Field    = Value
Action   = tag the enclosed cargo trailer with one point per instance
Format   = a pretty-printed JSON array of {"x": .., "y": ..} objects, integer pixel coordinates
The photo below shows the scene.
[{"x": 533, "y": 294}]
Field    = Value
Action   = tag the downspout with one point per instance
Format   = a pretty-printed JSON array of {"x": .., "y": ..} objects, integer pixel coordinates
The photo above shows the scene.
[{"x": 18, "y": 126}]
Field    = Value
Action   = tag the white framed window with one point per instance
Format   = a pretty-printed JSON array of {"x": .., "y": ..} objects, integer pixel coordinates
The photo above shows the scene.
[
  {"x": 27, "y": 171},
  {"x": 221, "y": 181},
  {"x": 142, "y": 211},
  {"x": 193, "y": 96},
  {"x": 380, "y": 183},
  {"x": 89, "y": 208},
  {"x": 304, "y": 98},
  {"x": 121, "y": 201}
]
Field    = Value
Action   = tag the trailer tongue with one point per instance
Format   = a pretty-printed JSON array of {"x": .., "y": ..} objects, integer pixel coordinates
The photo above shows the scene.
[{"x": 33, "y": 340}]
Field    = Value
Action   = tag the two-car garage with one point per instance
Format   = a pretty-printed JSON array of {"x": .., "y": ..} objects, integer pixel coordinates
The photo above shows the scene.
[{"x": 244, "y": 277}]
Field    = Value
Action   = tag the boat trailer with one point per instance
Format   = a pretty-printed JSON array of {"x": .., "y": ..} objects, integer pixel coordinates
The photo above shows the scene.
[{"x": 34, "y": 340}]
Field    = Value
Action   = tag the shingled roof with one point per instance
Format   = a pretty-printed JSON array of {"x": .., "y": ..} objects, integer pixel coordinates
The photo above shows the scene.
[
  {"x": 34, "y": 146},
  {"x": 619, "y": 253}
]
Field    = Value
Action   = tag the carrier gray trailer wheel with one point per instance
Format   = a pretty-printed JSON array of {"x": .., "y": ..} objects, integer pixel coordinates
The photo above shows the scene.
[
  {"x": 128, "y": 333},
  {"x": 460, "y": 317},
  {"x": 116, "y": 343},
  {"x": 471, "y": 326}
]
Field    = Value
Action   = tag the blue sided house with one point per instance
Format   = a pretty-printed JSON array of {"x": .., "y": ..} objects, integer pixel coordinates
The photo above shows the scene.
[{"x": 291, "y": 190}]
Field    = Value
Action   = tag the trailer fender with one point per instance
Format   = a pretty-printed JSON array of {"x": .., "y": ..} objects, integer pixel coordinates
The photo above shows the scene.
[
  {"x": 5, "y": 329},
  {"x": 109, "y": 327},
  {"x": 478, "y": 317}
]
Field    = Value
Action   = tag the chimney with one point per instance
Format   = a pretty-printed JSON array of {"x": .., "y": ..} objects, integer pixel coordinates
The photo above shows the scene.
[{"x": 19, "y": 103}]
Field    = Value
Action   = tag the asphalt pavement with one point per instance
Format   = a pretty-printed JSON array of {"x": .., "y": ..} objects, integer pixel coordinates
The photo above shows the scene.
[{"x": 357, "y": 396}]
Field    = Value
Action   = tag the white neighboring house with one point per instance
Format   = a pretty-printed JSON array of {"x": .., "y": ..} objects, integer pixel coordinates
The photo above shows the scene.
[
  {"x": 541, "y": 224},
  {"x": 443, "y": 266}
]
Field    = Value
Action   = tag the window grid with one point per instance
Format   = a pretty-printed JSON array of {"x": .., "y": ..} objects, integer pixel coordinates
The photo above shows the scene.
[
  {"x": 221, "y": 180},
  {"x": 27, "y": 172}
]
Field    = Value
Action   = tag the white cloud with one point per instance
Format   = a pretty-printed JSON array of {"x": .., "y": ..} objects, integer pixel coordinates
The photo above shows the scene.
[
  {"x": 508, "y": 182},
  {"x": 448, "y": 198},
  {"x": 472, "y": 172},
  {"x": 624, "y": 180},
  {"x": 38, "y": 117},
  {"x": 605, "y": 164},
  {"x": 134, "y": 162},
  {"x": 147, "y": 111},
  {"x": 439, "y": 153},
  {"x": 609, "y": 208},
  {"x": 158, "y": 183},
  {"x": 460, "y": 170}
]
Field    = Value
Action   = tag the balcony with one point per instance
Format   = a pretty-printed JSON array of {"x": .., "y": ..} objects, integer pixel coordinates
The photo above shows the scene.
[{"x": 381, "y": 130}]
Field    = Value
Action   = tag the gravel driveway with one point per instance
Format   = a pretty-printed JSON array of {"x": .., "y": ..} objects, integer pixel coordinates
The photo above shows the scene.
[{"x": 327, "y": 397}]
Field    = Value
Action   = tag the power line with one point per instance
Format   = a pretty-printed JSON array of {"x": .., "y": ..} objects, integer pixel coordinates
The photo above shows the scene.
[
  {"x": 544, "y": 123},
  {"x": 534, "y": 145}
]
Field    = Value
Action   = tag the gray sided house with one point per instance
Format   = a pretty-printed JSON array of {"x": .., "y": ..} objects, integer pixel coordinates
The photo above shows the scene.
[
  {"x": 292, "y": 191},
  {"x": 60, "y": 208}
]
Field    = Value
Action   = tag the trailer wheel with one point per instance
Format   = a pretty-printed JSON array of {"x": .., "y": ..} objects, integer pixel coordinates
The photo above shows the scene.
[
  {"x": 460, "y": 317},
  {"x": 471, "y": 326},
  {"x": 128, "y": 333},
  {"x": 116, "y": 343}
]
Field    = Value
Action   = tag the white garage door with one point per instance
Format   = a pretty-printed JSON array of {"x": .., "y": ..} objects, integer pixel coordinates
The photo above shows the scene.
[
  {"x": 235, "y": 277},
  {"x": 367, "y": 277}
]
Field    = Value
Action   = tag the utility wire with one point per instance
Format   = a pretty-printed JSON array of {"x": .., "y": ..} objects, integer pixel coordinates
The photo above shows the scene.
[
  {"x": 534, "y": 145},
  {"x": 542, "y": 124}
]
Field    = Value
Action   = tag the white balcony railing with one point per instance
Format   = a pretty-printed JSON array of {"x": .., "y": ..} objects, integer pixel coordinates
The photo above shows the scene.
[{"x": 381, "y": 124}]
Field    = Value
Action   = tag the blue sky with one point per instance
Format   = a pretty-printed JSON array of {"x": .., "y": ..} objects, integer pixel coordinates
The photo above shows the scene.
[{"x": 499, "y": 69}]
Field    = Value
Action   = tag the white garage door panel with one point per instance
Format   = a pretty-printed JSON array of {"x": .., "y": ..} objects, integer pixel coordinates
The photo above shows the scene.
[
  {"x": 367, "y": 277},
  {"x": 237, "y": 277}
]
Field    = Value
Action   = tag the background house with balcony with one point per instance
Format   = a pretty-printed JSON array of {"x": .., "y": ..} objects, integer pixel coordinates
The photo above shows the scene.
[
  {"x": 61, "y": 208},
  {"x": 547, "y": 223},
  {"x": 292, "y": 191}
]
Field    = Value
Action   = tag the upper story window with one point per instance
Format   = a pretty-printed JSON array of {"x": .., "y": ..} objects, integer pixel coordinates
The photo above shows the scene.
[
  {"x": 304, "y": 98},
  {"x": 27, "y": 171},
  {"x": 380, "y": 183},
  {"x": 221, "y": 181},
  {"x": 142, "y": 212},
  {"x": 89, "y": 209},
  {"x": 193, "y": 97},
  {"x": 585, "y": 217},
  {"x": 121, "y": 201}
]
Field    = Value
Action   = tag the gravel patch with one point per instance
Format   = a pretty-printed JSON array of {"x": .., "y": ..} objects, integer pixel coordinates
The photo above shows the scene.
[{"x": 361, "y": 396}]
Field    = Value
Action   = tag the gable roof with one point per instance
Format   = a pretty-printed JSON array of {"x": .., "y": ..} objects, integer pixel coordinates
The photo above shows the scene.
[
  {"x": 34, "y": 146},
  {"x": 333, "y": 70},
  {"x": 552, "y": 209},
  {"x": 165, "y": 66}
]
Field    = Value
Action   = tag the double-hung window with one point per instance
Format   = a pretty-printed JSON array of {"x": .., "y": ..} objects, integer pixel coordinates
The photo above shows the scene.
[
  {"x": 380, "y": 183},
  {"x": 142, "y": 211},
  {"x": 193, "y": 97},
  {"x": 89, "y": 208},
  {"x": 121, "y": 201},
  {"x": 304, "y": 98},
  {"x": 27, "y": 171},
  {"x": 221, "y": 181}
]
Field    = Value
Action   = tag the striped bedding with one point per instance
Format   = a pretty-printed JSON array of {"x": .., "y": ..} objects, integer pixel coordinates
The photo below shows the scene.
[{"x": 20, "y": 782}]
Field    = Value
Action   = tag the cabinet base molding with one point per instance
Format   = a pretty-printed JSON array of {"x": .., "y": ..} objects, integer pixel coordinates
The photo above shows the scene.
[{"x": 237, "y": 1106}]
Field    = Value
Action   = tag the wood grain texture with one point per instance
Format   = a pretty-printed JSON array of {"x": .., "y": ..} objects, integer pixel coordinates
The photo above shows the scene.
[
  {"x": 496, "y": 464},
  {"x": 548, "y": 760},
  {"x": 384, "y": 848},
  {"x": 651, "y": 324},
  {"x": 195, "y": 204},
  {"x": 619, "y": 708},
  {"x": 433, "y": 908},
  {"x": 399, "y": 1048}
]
----
- [Exercise]:
Tally the lines in the rows above that contain the string "wheel" and give only the number.

- [Answer to this exercise]:
2